* SELECTED EXCERPT
No one covers asthma medication anymore. A while ago, insurance companies universally decided to stop covering medication to prevent asthma attacks. Most of us don’t have the medication anymore.
We buy emergency inhalers because they cost around $50 — without insurance. The daily medication which would prevent the need for an emergency inhaler is about $500 for a month’s supply. No one I know can afford it, so we don’t have it.
Breathing, it turns out, is not medically necessary.
Vision is medically optional. Most insurance will cover a routine annual eye exam. A few will cover part of the cost of a pair of single vision eyeglasses per year. That’s pretty much it. If you need bifocals, or anything other than one cheap pair of corrective lenses, that’s too bad.
Teeth falling out? Need a root canal? Tough luck. Your teeth are entirely cosmetic (bet you didn’t know this!) and therefore, are not covered by medical insurance. You can buy private insurance, but it covers less than half the actual cost of most dental procedures (usually a lot less than half) … and it’s expensive. It is never part of standard medical insurance. They don’t cover dentures either.

Dataset entries
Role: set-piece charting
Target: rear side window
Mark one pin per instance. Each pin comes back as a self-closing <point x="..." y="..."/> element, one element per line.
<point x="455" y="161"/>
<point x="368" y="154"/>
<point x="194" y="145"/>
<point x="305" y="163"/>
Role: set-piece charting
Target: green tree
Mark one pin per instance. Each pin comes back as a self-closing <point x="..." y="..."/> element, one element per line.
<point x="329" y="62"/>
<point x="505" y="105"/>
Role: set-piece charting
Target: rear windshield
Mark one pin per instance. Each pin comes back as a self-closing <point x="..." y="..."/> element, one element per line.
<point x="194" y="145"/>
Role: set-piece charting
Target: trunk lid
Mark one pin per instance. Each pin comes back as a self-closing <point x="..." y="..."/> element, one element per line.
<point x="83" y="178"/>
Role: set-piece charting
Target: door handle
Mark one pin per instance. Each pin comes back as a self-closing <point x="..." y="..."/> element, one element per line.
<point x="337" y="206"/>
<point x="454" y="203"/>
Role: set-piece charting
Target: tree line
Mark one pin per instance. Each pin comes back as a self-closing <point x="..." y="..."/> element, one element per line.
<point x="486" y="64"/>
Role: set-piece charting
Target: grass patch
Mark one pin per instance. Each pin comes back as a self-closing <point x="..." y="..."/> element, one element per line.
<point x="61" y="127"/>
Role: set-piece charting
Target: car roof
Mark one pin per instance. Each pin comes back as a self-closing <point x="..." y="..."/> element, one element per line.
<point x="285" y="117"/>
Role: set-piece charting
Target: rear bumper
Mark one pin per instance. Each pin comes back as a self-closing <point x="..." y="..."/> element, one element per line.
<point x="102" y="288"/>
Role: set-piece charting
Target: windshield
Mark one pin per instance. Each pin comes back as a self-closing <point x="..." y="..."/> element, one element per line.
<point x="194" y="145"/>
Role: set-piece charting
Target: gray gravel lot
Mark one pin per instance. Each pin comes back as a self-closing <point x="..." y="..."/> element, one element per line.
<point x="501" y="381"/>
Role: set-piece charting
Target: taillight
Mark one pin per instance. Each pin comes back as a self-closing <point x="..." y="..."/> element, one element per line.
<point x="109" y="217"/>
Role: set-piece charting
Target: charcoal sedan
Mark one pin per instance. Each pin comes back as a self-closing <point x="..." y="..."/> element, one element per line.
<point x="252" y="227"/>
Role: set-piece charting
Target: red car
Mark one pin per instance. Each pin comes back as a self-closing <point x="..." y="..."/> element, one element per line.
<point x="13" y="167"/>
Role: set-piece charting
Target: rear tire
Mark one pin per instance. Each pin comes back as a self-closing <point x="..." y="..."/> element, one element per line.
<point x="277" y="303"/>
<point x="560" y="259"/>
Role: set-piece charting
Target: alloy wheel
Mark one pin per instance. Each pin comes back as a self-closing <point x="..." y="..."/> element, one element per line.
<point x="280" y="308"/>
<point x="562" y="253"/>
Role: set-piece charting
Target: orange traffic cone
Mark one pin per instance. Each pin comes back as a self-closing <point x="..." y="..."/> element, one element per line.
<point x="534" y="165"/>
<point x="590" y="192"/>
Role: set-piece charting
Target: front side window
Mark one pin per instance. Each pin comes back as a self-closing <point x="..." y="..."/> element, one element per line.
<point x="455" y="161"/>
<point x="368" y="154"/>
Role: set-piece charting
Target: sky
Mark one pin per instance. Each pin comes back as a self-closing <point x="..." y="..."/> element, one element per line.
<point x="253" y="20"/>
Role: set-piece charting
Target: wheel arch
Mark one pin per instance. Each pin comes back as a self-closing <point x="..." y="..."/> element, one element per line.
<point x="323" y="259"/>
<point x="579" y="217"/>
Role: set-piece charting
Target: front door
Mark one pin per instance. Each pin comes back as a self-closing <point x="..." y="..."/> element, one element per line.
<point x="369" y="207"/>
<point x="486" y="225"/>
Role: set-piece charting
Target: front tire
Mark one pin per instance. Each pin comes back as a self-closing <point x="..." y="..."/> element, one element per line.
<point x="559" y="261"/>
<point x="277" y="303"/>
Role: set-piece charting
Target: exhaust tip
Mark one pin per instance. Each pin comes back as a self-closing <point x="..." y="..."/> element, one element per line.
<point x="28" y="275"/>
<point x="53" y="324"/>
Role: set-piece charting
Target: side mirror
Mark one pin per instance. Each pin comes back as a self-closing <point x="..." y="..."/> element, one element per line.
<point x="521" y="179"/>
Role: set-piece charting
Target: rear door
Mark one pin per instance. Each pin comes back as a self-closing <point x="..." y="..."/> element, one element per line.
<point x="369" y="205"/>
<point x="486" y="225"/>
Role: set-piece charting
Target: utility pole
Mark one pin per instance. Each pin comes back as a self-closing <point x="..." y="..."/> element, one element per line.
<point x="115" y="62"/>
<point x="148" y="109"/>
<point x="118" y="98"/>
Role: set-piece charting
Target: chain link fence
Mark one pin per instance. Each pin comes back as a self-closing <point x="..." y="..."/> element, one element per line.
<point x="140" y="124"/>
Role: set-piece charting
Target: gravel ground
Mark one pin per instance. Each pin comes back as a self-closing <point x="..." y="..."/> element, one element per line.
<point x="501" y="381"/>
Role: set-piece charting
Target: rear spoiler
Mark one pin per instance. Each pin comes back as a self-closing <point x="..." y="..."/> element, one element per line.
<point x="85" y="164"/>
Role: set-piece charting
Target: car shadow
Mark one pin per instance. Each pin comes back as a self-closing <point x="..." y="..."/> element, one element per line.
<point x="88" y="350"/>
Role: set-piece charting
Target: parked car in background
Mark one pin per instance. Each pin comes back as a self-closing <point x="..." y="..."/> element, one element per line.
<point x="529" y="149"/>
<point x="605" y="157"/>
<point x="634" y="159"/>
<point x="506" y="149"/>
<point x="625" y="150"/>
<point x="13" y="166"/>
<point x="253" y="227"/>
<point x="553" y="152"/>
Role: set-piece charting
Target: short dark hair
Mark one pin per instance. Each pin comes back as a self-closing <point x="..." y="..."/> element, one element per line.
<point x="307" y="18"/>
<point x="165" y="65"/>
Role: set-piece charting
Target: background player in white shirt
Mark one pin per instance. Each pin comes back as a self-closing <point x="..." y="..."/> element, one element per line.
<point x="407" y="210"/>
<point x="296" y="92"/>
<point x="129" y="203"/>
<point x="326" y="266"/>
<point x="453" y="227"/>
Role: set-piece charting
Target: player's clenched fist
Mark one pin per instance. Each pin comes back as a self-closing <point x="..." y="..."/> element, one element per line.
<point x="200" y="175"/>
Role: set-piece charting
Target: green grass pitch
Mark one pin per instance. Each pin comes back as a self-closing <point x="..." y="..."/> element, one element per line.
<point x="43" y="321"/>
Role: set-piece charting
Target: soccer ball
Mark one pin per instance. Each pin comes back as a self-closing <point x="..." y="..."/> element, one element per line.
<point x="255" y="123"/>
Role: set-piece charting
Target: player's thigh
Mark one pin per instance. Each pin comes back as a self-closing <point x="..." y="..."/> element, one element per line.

* QUESTIONS
A - How would you translate the sentence "Breathing, it turns out, is not medically necessary." from the piece on health insurance coverage into Spanish?
B - Could you return the part of the piece on health insurance coverage from "Breathing, it turns" to "that’s too bad."?
C - Can you resume the piece on health insurance coverage after its final sentence about dentures?

* TASK RESULTS
A - Resulta que respirar no es médicamente necesario.

B -
Breathing, it turns out, is not medically necessary.
Vision is medically optional. Most insurance will cover a routine annual eye exam. A few will cover part of the cost of a pair of single vision eyeglasses per year. That’s pretty much it. If you need bifocals, or anything other than one cheap pair of corrective lenses, that’s too bad.

C -
No one covers hearing aids, probably because they are extremely expensive. Thousands of dollars and the average lifespan is four to seven years, after which you need another set. If you are a state or federal employee, or you lost your hearing while serving in the military, you are probably covered. If you are anyone else?
I’m sorry. What did you say? Could you speak up please?
Private insurance plans sometimes offer riders which will cover corrective lenses and basic dental work — a cleaning, x-rays, and a filling. Maybe. Not a root canal or a crown.
No one covers hearing aids.
Classifying hearing, seeing, and anything in your mouth as “non-medical and cosmetic” is standard in the insurance industry. It saves them billions of dollars a year … and leaves you with a bill you probably can’t pay.
What’s the solution? Don’t be old. Or poor. Especially, don’t be both.